• _Supplied passage_:

The film received generally unfavorable reviews from critics and failed to match the box-office success of his previous American film. The movie was issued on VHS tape in 1998; to date, a DVD and a Blu-ray have been released in Spain, but none in the United States. [5]
Pepe is a hired hand, employed on a ranch. A boozing Hollywood director, Mr. Holt, buys a white stallion that belongs to Pepe's boss. Pepe, determined to get the horse back (as he considers it his family), decides to go to Hollywood. There he meets film stars, including Jimmy Durante, Frank Sinatra, Zsa Zsa Gabór, Bing Crosby, Maurice Chevalier and Jack Lemmon in drag as Daphne from Some Like It Hot . He is also surprised by things that were new in the U.S. at the time, such as automatic doors. When he finally reaches the man who bought the horse, he is led to believe there is no hope of getting it back. However Mr. Holt offers him a job when he realizes that Pepe brings new life to the stallion. With his luck changing, Pepe wins big money in Las Vegas, enough that Mr. Hold lets him be the producer of his next movie. Most of the movie centers around his meeting Suzie Murphy, an actress on hard times who hates the world. Just like with the stallion, Pepe brings out the best in Suzie and helps her become a big star in a movie made by Mr. Holt. The last scene shows both him and the stallion back at the ranch with several foals.

[Rows from a collection]
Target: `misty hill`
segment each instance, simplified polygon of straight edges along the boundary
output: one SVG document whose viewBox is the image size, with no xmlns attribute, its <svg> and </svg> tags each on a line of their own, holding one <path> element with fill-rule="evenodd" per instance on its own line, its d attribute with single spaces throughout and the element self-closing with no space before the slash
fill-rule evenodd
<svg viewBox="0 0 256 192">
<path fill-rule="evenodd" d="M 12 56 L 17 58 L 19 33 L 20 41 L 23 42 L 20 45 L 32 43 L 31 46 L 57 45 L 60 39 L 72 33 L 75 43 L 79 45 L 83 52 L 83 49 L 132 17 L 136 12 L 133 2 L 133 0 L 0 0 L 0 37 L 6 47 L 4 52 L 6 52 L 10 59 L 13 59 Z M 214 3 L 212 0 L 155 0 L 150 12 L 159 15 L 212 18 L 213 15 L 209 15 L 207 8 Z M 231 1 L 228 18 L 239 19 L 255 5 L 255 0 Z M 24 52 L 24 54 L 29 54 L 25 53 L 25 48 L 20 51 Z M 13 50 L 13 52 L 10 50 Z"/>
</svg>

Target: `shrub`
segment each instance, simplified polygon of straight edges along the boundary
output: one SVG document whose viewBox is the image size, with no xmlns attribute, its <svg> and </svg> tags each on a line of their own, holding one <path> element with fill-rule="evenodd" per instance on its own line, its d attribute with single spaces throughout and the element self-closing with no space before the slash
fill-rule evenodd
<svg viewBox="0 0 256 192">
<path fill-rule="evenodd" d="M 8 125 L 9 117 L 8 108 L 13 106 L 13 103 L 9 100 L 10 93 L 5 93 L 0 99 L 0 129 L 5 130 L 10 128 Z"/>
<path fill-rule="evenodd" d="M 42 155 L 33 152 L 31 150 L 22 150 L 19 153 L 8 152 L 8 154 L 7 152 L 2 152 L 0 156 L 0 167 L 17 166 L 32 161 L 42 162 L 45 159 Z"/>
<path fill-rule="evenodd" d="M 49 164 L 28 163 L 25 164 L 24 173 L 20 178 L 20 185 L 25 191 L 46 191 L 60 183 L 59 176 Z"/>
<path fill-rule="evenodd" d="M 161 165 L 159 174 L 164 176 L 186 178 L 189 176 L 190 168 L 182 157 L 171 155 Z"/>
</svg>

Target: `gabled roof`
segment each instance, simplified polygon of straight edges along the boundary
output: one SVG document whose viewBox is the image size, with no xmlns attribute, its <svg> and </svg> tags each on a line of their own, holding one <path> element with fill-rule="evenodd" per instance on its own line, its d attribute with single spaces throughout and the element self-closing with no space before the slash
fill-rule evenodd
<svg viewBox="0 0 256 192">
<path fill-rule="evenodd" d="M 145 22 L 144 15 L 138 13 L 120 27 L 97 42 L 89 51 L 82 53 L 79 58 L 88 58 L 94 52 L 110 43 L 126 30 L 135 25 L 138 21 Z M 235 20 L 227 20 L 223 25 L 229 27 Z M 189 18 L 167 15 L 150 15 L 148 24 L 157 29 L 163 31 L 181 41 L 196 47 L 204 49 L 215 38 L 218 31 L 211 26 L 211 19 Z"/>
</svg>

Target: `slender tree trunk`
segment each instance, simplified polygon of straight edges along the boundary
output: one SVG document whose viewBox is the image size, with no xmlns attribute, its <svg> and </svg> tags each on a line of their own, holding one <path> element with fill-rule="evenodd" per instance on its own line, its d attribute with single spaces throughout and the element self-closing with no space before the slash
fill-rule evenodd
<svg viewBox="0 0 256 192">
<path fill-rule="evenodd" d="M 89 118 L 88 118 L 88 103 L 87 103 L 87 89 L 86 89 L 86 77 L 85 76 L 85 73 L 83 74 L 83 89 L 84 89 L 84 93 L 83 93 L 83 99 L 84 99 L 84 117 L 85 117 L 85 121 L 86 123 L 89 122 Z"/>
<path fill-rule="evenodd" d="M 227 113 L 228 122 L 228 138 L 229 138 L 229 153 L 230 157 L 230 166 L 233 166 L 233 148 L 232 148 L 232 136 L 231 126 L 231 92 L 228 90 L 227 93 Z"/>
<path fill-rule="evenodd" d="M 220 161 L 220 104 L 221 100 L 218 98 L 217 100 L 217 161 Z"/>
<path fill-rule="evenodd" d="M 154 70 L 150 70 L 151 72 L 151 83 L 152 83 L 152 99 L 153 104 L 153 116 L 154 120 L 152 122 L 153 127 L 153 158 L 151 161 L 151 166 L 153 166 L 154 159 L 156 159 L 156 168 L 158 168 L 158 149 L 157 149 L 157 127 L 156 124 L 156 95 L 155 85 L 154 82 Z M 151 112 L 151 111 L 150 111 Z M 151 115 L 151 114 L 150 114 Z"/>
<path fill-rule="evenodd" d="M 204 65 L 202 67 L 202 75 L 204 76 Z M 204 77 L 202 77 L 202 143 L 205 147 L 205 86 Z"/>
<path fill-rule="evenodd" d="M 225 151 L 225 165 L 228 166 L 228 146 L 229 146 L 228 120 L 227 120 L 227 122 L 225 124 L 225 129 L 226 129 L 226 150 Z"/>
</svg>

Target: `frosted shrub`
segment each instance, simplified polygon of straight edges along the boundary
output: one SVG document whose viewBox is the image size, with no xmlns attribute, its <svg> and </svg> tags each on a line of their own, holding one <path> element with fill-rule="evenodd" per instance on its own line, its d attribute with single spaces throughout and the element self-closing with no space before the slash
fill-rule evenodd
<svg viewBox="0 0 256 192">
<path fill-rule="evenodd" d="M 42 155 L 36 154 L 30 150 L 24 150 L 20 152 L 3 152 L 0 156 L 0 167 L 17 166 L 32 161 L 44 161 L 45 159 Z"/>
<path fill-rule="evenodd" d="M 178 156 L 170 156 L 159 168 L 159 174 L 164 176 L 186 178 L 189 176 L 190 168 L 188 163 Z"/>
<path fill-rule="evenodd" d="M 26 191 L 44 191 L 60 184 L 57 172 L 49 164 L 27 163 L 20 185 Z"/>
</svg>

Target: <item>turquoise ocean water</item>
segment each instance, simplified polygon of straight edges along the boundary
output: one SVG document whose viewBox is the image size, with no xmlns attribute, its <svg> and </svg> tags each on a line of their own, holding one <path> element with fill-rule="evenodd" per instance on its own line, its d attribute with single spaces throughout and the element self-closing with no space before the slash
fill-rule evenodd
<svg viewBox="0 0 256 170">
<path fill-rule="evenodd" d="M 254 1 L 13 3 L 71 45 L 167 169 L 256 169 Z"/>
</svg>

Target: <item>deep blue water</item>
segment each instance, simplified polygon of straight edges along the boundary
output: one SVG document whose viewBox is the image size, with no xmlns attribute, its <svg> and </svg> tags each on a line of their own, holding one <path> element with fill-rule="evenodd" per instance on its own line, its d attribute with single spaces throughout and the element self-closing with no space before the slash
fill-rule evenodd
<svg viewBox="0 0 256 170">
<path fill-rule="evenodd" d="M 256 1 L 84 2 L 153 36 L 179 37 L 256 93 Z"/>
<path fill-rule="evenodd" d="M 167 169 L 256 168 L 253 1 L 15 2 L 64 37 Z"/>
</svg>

• _Work to be completed_:
According to the film passage, where does Pepe win big money? The rows are separate from the film passage and unrelated to it.

• _The reply_:
In Las Vegas.